**TANTANGAN 1**
Tuliskan kembali bagian teks tentang perkara Valencya di antara "Disebutkan, Pengendalian Tuntutan" dan "sebanyak 4  kali.", kedua ujungnya ikut disertakan, tanpa mengubah satu kata pun.
**TANTANGAN 2**
Sambung teks tentang perkara Valencya mulai setelah kalimat terakhirnya.

**TEKS**
==============================
Leonard memaparkan, 9 orang dari Kejaksaan Negeri Karawang,  Kejati Jabar dan Jaksa Penuntut Umum (P-16 A) tidak melaksanakan perintah Jaksa Agung.

“Dalam hal ini, tidak mempedomani Pedoman Nomor 1 Tahun 2021 Tentang Akses Keadilan Bagi Perempuan dan Anak Dalam Perkara Pidana.”

Serta, tidak mempedomani 7 Perintah Harian Jaksa Agung yang merupakan norma/kaidah dalam pelaksanaan tugas penanganan perkara terdakwa Valencya.

“Sikap ini dapat diartikan tidak melaksanakan Perintah Pimpinan (Jaksa Agung, Red),” tegasnya.

“Tidak memahami Pedoman Nomor 3 Tahun 2019 Tentang Tuntutan Pidana Perkara Tindak Pidana Umum Tanggal 3 Desember 2019,  khususnya ketentuan Bab II, Angka 1  butir 6 dan butir 7,” tambahnya.

Disebutkan, Pengendalian Tuntutan Perkara Tindak Pidana Umum dengan Prinsip Kesetaraan yang ditangani di Kejagung atau Kejati dilaksanakan oleh Kepala Kejaksaan Negeri atau Kepala Cabang Kejaksaan Negeri sebagaimana dimaksud pada butir (1) dengan tetap memperhatikan ketentuan pada butir (2), (3), dan butir (4).

Di kesempatan itu, dia mengungkapkan Jaksa Penuntut Umum (JPU) pada Kejari Karawang telah melakukan Penundaan Pembacaan Tuntutan Pidana sebanyak 4  kali.
==============================
Kumpulan entri data:
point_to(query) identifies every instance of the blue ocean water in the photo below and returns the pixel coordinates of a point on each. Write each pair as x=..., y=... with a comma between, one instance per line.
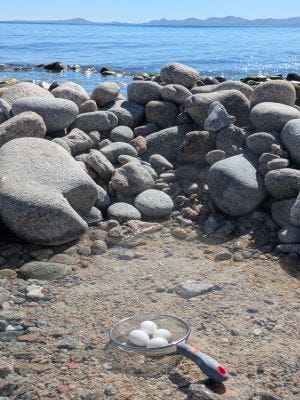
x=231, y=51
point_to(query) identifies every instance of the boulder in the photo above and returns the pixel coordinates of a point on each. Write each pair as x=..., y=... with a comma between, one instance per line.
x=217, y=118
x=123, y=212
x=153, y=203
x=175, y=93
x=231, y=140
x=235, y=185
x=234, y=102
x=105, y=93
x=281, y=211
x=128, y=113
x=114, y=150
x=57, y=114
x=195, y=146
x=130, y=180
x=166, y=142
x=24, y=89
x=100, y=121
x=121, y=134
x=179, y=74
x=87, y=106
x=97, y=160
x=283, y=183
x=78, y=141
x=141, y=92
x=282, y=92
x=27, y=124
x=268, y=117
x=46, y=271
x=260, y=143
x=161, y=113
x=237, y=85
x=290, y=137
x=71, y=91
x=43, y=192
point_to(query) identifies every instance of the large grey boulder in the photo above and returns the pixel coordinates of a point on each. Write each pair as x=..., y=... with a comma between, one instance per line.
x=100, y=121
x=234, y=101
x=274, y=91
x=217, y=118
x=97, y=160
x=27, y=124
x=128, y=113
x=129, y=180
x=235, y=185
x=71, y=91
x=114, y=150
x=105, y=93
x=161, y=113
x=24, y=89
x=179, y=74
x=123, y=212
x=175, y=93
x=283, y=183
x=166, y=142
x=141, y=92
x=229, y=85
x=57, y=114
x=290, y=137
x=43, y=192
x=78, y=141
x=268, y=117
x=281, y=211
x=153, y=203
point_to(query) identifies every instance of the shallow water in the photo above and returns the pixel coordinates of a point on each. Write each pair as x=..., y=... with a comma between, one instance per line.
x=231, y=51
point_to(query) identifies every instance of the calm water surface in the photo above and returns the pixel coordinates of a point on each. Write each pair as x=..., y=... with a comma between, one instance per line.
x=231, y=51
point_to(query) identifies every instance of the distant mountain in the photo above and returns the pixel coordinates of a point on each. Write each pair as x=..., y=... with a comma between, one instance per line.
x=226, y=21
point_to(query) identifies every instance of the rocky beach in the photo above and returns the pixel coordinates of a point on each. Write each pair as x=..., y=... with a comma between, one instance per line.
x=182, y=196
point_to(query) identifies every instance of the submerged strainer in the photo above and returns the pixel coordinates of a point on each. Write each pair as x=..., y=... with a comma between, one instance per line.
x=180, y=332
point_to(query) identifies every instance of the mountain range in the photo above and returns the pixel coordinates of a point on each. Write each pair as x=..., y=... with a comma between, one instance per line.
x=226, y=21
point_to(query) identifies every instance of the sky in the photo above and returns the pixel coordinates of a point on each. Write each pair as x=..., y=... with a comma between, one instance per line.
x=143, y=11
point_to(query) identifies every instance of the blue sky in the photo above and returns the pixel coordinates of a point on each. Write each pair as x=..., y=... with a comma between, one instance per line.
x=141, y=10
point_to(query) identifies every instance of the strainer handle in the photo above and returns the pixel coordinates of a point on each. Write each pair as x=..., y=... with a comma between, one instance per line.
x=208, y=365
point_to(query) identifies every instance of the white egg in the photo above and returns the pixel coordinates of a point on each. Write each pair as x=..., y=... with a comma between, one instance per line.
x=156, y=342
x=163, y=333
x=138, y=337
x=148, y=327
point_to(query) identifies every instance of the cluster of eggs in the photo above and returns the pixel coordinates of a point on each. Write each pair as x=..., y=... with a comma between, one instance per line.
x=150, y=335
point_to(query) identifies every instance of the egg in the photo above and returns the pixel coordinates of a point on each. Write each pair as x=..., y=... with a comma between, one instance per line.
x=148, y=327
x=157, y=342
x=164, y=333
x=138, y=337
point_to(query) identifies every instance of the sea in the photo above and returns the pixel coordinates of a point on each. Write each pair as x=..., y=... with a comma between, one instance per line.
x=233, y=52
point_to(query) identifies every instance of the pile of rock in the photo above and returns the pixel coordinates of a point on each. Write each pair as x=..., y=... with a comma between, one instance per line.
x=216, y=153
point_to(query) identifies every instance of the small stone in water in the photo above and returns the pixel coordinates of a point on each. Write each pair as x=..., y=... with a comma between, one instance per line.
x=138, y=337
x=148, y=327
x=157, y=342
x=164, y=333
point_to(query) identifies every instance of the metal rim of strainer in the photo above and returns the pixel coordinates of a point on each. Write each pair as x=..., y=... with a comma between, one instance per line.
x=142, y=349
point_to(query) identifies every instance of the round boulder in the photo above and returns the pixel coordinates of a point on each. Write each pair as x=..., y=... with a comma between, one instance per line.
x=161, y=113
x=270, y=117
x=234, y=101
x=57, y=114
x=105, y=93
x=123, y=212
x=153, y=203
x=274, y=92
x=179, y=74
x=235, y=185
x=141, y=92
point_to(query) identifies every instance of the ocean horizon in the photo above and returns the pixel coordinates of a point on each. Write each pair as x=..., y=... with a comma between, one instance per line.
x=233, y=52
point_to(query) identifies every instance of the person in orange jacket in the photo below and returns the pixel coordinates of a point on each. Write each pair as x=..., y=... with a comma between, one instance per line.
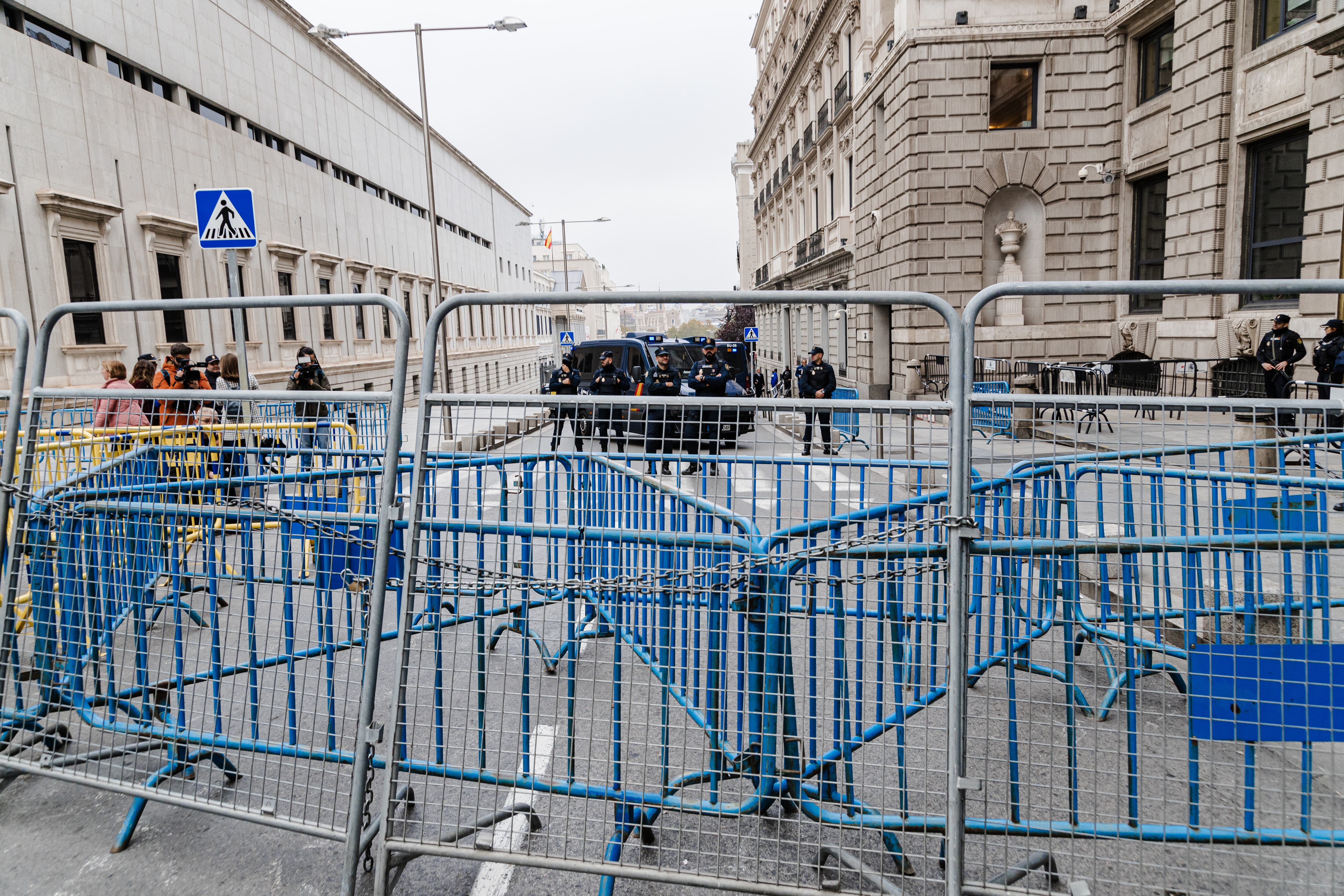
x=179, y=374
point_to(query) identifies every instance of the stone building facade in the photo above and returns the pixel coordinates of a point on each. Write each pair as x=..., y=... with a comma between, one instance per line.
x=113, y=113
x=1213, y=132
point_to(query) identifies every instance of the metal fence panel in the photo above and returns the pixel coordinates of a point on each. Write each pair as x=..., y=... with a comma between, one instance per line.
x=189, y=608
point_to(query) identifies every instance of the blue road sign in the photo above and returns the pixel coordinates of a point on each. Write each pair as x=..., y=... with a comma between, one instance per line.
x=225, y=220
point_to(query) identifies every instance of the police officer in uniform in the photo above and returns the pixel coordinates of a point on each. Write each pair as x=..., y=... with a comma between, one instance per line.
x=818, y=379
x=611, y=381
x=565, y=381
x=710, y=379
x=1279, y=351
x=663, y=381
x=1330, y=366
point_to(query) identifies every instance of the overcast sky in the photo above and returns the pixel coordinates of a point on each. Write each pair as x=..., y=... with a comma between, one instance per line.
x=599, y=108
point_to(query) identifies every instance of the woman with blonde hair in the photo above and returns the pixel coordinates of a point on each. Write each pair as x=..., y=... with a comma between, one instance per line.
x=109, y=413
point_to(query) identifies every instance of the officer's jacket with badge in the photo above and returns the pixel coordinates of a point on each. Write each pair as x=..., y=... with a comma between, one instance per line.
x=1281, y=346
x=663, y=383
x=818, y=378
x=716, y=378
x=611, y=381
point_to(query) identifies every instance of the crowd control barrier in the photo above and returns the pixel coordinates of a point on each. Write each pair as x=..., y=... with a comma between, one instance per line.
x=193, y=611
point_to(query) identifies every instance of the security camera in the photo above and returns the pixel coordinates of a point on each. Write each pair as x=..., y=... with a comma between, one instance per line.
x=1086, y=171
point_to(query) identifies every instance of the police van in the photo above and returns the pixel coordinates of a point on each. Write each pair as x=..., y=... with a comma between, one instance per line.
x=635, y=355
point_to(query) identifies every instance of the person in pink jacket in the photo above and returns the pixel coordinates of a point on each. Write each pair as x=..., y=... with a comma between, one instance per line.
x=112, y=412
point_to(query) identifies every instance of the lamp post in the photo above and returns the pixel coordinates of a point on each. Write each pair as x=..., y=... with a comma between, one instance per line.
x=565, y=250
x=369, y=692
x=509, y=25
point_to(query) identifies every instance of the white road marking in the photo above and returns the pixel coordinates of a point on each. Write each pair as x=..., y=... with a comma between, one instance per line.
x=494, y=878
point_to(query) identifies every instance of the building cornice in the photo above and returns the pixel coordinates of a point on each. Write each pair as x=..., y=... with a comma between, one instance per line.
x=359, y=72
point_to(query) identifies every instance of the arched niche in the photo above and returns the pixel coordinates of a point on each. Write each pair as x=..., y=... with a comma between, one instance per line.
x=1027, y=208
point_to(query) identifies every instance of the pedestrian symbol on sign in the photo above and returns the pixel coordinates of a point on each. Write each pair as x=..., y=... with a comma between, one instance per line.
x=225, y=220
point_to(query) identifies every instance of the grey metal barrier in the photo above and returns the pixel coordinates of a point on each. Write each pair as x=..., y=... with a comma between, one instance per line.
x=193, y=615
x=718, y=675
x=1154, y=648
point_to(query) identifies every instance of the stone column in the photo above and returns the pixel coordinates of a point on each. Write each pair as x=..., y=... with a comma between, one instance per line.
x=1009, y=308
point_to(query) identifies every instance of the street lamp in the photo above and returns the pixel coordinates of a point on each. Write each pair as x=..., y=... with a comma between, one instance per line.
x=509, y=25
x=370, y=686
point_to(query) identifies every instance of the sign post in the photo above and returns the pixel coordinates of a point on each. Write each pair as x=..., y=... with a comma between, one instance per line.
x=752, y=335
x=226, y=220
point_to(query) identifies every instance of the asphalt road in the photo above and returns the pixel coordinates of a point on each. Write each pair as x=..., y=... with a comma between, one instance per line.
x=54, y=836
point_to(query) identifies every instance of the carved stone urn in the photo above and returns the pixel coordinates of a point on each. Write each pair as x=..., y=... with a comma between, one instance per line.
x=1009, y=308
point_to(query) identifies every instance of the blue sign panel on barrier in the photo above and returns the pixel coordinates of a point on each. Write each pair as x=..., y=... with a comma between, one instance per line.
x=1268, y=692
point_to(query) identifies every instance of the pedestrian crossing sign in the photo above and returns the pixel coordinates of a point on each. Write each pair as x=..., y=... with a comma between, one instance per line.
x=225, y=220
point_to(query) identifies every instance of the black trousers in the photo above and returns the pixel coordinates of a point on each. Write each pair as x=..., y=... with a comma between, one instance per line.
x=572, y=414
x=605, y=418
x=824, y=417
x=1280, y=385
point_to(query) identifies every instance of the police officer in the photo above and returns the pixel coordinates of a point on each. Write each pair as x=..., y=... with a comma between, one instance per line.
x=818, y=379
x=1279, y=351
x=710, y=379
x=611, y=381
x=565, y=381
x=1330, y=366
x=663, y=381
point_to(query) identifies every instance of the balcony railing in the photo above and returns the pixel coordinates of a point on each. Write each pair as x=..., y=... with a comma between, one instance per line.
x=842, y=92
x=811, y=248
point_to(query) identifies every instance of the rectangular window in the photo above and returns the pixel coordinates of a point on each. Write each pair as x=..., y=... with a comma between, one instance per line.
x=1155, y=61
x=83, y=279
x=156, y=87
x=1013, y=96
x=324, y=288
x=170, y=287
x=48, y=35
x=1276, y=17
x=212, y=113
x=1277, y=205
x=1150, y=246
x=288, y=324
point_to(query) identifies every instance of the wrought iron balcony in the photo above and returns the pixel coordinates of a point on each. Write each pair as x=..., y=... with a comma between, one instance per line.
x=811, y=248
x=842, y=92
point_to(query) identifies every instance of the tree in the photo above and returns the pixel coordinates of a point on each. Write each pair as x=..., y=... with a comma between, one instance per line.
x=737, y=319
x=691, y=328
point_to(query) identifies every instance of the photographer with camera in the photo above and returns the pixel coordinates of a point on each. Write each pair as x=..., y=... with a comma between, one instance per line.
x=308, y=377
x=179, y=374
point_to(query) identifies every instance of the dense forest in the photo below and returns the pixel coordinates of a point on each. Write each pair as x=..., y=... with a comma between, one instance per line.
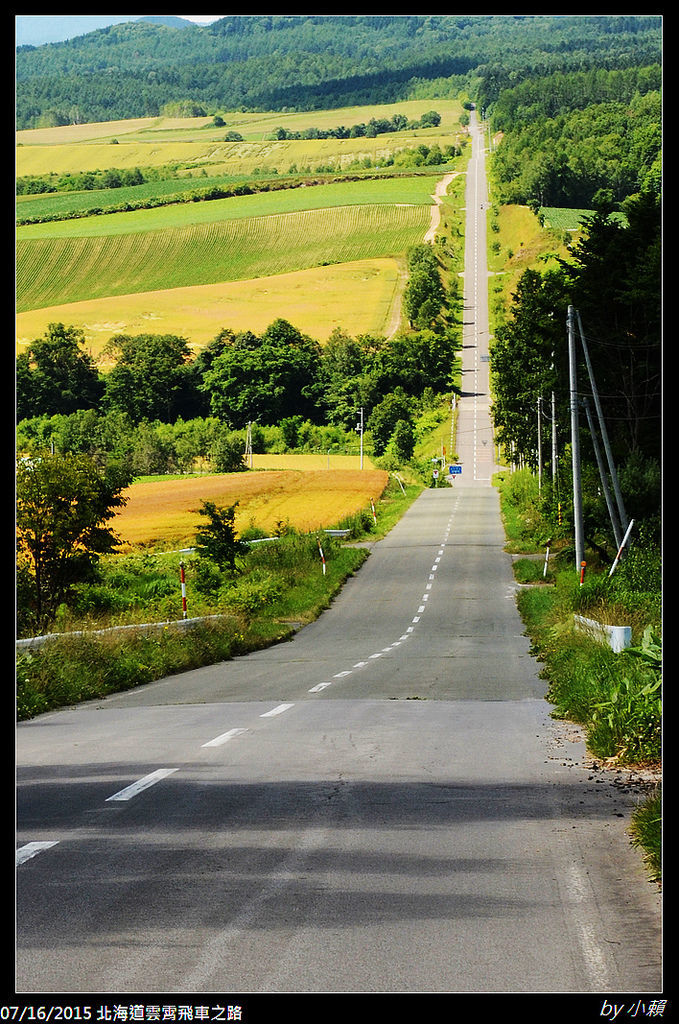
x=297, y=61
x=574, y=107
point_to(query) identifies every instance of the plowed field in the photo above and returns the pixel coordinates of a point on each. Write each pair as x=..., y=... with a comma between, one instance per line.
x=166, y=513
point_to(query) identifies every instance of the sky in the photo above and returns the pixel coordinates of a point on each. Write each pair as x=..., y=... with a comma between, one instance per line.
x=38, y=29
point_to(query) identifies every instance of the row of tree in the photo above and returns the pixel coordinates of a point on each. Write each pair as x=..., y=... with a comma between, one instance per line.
==============================
**JAWABAN TERTULIS 1**
Disebutkan, Pengendalian Tuntutan Perkara Tindak Pidana Umum dengan Prinsip Kesetaraan yang ditangani di Kejagung atau Kejati dilaksanakan oleh Kepala Kejaksaan Negeri atau Kepala Cabang Kejaksaan Negeri sebagaimana dimaksud pada butir (1) dengan tetap memperhatikan ketentuan pada butir (2), (3), dan butir (4).

Di kesempatan itu, dia mengungkapkan Jaksa Penuntut Umum (JPU) pada Kejari Karawang telah melakukan Penundaan Pembacaan Tuntutan Pidana sebanyak 4  kali.

**JAWABAN TERTULIS 2**
“Alasan yang disampaikan kepada Majelis Hakim  Rentut (Rencana Tuntutan) belum turun dari Kejati Jabar.” tukasnya.

Faktanya, sambung Leonard Rentut baru diajukan dari Kepala Kejaksaan Negeri (Kajari) Karawang ke Kejati Jabar pada,  tanggal 28 Oktober 2021 dan diterima di Kejati Jabar tanggal 29 Oktober 2021 dan persetujuan Tuntutan Pidana dari Kejati Jabar dengan Nota Telepon per tanggal 3 November 2021.

“Namun pembacaan Tuntutan Pidana oleh JPU pada tanggal  11 November,” bebernya tanpa tedeng aling.

Terakhir, mereka tidak mempedomani Pedoman Nomor 1/ 2021 Tentang Akses Keadilan Bagi Perempuan dan Anak Dalam Perkara Pidana.

Ditambahkan Leonard, akibat perkara ini, pihaknya telah mengambil langkah tegas kepada Aspidum Kejati Jawa Barat dengan memutasinya ke Kejaksaan Agung. Selain itu, kasus ini akan langsung diambil oleh Jampidun karena dianggap sudah menjadi perhatian publik.

“Para Jaksa yang menangani perkara ini akan dilakukan pemeriksaan fungsional oleh Jaksa Agung Muda Bidang Pengawasan,” tandasnya.

Diketahui sebelumnya seorang istri bernama Valencya (45) dituntut satu tahun penjara oleh Jaksa Penuntut Umum (JPU) setelah suaminya melaporkan pada Jumat (11/11).

Ibu dua anak ini didakwa karena suaminya merasa dianiaya psikisnya akibat sering dimarahi.

Valencya terbukti bersalah dengan melanggar pasal 45 ayat (1) junto Pasal 5 huruf UU No. 23 tahun 2004 tentang penghapusan kekerasan dalam rumah tangga.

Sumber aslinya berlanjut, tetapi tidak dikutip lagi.